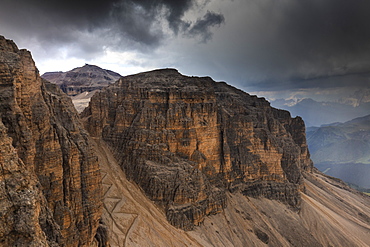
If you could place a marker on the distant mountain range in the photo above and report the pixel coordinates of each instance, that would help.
(81, 83)
(316, 113)
(343, 150)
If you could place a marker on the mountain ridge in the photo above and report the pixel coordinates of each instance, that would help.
(242, 168)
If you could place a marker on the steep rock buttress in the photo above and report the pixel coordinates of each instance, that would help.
(50, 183)
(188, 140)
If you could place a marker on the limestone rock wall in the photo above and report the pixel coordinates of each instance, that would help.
(187, 140)
(58, 176)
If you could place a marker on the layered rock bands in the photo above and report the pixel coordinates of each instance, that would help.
(187, 140)
(50, 184)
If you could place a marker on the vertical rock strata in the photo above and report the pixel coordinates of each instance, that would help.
(50, 184)
(186, 140)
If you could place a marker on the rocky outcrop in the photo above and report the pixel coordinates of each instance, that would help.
(82, 79)
(188, 140)
(50, 183)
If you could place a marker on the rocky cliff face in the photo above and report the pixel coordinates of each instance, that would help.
(188, 140)
(50, 184)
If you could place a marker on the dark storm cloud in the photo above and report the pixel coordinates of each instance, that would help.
(202, 26)
(135, 23)
(289, 43)
(318, 38)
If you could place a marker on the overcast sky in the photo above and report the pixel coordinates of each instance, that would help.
(275, 48)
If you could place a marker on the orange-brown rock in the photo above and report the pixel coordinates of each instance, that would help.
(187, 140)
(50, 179)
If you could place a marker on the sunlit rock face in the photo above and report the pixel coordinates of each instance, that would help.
(187, 140)
(50, 184)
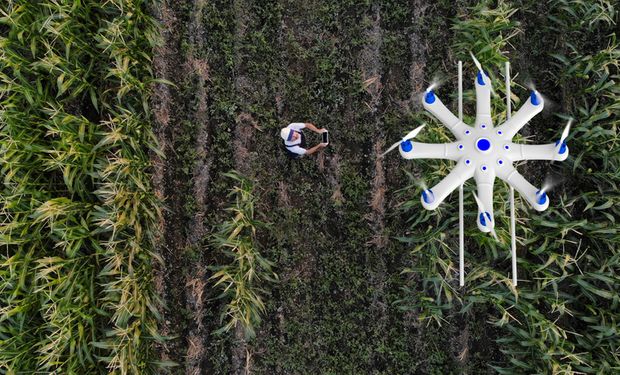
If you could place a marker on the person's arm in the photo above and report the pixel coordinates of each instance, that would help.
(314, 128)
(316, 148)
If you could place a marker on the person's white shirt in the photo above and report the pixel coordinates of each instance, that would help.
(295, 148)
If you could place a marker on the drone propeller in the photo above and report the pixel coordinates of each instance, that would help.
(481, 210)
(479, 66)
(412, 134)
(561, 143)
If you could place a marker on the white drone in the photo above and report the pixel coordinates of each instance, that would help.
(483, 152)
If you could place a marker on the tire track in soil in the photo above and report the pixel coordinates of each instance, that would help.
(372, 77)
(180, 233)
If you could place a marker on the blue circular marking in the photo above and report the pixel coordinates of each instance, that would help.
(430, 97)
(483, 144)
(542, 198)
(483, 219)
(428, 196)
(562, 147)
(406, 146)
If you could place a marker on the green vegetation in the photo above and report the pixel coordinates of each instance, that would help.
(241, 279)
(78, 215)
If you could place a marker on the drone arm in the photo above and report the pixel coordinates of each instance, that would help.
(433, 104)
(431, 151)
(527, 190)
(538, 152)
(483, 99)
(528, 110)
(432, 198)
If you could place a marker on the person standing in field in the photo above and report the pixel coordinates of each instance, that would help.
(295, 142)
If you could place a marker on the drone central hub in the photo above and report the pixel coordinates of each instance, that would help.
(483, 145)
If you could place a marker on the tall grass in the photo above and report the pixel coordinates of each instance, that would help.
(241, 280)
(77, 212)
(563, 318)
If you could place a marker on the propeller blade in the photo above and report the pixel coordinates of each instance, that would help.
(566, 130)
(391, 148)
(479, 203)
(484, 76)
(414, 133)
(562, 139)
(410, 135)
(481, 210)
(476, 62)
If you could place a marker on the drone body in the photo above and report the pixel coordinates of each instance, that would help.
(484, 152)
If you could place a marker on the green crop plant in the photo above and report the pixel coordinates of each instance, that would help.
(241, 280)
(77, 211)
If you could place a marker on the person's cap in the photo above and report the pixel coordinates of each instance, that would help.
(286, 134)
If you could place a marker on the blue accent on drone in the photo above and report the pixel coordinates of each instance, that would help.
(428, 196)
(406, 146)
(562, 148)
(430, 97)
(480, 79)
(483, 144)
(542, 198)
(483, 221)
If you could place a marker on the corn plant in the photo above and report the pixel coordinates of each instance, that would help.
(241, 280)
(77, 211)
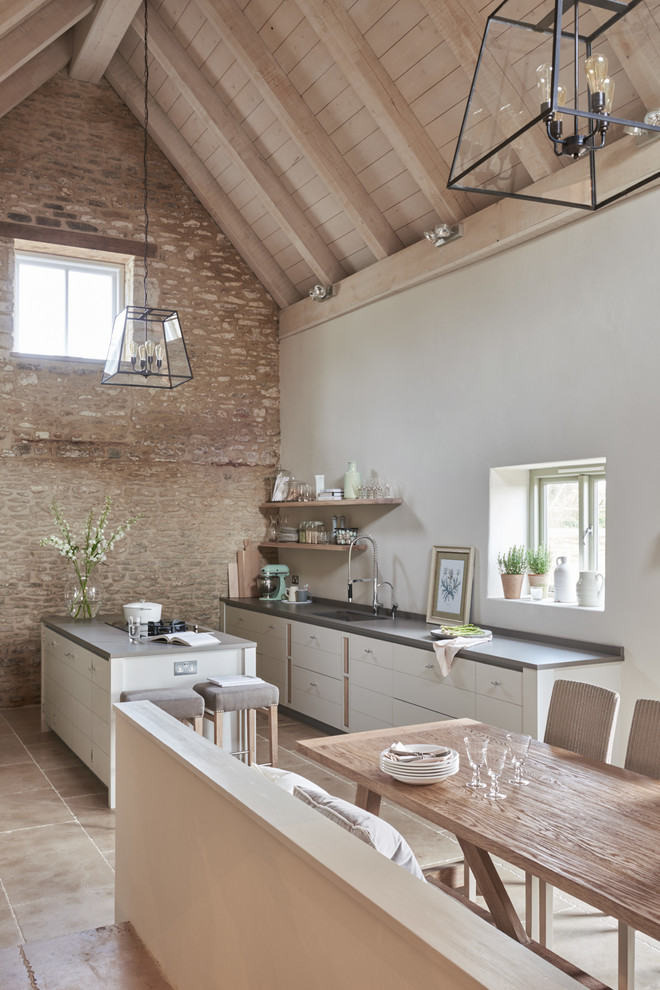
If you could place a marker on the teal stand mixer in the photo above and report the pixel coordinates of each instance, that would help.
(272, 583)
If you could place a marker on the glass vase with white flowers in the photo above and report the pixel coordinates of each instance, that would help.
(83, 593)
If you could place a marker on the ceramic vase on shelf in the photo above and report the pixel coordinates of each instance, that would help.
(82, 598)
(564, 581)
(589, 588)
(352, 481)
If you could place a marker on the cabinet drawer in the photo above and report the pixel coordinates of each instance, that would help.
(403, 713)
(312, 658)
(376, 652)
(273, 671)
(499, 713)
(372, 703)
(318, 696)
(316, 638)
(272, 646)
(499, 683)
(436, 696)
(239, 622)
(422, 663)
(272, 628)
(372, 677)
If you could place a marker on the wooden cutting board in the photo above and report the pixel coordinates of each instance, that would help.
(248, 561)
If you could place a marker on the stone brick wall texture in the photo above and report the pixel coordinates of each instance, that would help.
(195, 460)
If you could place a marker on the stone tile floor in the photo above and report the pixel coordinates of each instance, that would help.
(57, 866)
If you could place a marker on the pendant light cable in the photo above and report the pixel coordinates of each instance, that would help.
(145, 150)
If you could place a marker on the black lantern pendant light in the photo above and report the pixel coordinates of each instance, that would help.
(549, 67)
(147, 346)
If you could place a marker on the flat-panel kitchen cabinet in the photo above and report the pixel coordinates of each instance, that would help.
(79, 688)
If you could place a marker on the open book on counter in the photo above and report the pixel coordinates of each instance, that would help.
(185, 639)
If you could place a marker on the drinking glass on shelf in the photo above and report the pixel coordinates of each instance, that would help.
(476, 744)
(518, 750)
(496, 754)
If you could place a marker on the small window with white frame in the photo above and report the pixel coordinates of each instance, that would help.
(66, 305)
(567, 505)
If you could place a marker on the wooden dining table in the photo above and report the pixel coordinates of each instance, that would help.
(589, 828)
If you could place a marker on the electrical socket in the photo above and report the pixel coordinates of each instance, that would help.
(185, 667)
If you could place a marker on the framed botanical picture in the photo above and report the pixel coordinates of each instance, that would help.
(450, 586)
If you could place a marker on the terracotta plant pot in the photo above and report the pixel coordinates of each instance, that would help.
(512, 585)
(540, 581)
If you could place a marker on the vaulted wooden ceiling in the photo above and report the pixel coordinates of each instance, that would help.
(318, 133)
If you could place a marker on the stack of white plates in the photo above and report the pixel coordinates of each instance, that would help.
(419, 764)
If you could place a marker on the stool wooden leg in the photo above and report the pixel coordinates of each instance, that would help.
(272, 734)
(252, 735)
(217, 729)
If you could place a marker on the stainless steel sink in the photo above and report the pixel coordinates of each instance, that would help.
(346, 615)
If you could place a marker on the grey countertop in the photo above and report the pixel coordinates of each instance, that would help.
(506, 649)
(104, 639)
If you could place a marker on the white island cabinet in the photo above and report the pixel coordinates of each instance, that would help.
(86, 665)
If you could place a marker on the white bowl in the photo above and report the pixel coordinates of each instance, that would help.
(143, 611)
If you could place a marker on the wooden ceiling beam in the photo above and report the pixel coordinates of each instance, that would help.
(131, 90)
(96, 39)
(286, 102)
(384, 101)
(507, 223)
(35, 33)
(34, 74)
(210, 107)
(14, 12)
(457, 23)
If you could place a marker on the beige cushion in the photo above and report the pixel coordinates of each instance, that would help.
(379, 834)
(286, 779)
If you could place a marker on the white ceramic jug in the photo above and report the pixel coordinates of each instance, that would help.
(564, 581)
(589, 588)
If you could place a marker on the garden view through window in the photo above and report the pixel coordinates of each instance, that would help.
(65, 306)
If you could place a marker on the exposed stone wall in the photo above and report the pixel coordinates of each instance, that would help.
(193, 460)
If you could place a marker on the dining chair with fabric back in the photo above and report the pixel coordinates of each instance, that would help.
(581, 718)
(642, 756)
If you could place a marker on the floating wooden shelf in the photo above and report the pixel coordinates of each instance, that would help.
(327, 503)
(290, 545)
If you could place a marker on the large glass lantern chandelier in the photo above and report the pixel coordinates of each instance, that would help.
(564, 106)
(147, 345)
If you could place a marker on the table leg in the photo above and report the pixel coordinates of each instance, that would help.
(626, 957)
(493, 890)
(369, 800)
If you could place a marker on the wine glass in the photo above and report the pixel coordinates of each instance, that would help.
(476, 744)
(496, 754)
(518, 750)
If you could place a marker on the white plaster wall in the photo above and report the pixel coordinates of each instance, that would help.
(549, 351)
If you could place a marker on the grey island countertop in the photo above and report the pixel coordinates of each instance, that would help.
(507, 648)
(104, 637)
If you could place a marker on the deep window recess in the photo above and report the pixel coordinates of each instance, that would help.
(567, 512)
(65, 306)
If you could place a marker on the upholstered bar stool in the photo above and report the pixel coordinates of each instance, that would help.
(182, 703)
(248, 697)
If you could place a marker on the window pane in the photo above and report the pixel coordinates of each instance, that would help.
(91, 301)
(41, 317)
(599, 525)
(563, 520)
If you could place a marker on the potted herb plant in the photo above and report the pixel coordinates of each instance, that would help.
(539, 560)
(512, 570)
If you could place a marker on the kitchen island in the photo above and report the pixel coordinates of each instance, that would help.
(86, 664)
(373, 673)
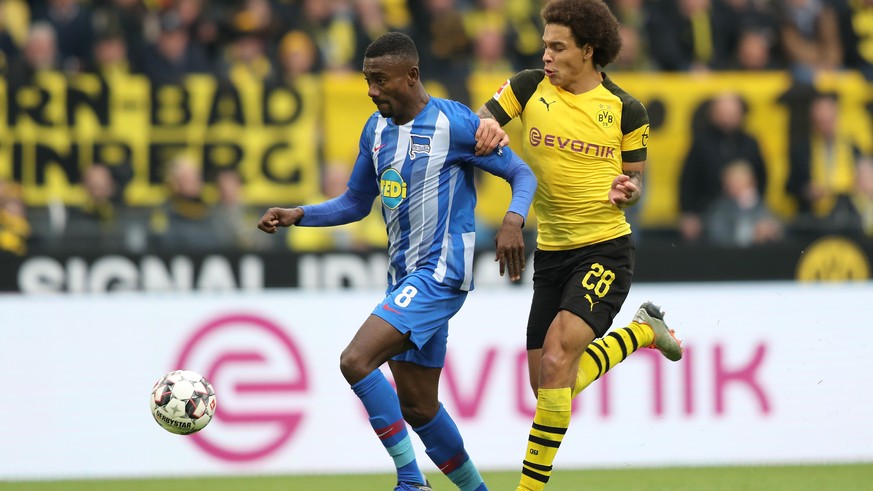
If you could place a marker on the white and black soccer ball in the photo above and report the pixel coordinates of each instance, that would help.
(182, 402)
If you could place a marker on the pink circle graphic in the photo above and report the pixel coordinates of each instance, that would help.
(288, 422)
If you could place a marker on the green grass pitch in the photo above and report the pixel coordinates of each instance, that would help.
(857, 477)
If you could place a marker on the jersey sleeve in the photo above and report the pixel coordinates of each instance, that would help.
(635, 130)
(509, 100)
(363, 178)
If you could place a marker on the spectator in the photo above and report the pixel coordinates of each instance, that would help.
(110, 53)
(855, 32)
(73, 28)
(717, 141)
(755, 39)
(331, 25)
(173, 56)
(754, 52)
(14, 22)
(822, 173)
(632, 16)
(862, 197)
(297, 56)
(367, 234)
(489, 52)
(445, 47)
(811, 37)
(103, 220)
(739, 217)
(40, 54)
(688, 35)
(370, 22)
(126, 17)
(14, 226)
(233, 219)
(246, 56)
(184, 221)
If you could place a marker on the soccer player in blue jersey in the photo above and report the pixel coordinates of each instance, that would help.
(417, 156)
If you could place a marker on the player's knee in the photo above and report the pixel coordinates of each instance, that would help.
(352, 366)
(418, 413)
(552, 368)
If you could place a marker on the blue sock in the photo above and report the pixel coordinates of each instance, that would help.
(381, 403)
(445, 447)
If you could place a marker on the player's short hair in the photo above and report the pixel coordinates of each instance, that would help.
(591, 22)
(393, 44)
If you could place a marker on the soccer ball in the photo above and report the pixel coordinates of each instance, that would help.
(182, 402)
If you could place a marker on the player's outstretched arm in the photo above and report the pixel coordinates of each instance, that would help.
(627, 188)
(509, 243)
(490, 134)
(279, 217)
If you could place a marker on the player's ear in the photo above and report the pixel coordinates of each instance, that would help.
(412, 75)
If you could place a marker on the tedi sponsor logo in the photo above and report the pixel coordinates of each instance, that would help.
(537, 138)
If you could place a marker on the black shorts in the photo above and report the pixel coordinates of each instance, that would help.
(591, 282)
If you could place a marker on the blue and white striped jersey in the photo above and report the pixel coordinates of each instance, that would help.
(423, 172)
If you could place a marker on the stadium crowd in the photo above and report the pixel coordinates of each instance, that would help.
(723, 184)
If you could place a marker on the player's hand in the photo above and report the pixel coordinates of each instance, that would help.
(489, 136)
(510, 246)
(279, 217)
(622, 191)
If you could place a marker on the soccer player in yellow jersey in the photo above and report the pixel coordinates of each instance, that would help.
(585, 139)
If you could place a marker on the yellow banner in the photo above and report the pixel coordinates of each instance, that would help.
(55, 128)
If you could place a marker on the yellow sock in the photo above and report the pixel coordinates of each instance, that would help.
(551, 421)
(609, 351)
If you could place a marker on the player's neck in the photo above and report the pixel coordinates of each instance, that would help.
(415, 106)
(586, 81)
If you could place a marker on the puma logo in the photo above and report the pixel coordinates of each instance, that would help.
(591, 301)
(547, 103)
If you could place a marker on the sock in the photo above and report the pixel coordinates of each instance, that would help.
(551, 421)
(383, 407)
(444, 446)
(604, 353)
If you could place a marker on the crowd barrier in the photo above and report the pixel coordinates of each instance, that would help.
(830, 258)
(774, 373)
(275, 135)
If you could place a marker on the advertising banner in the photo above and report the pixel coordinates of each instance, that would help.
(773, 373)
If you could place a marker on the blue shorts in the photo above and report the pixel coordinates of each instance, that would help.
(422, 307)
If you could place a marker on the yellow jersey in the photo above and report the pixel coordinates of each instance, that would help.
(575, 144)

....................

## [EXERCISE AIM]
Repeat, without changes, every line from the one that contains "If you could place a marker on the yellow sock" through the final line of the data.

## [EXERCISE OUTPUT]
If you could place a marker on the yellow sock in the photo above and report the pixel coordinates of each instance, that would help.
(551, 421)
(609, 351)
If you could place a marker on the player's neck in the photo above and report the pixel coordinates of each instance, that would help.
(415, 106)
(586, 81)
If you could place a marker on the puma logo in the photo above and report the pixel coordinates of each instance, that would help.
(591, 301)
(547, 103)
If you could place a marker on the sock in the photo above and report the pixel coordinates of each instance, that would help.
(551, 421)
(383, 407)
(444, 446)
(604, 353)
If you could place a marker on the crowd barrier in the photo above and report the pixel coordinates of each instance, that would help.
(830, 258)
(774, 373)
(275, 135)
If you could place a marker on the advertising banner in the photo above and report the pixel coordinates of each instance, that would help.
(773, 373)
If you could place a marker on the blue shorts in the photo above and report the pixel coordinates of each instance, that would help.
(422, 307)
If you could place a marker on the yellow jersey in the photo above and report the pixel coordinates of each instance, that would help.
(575, 144)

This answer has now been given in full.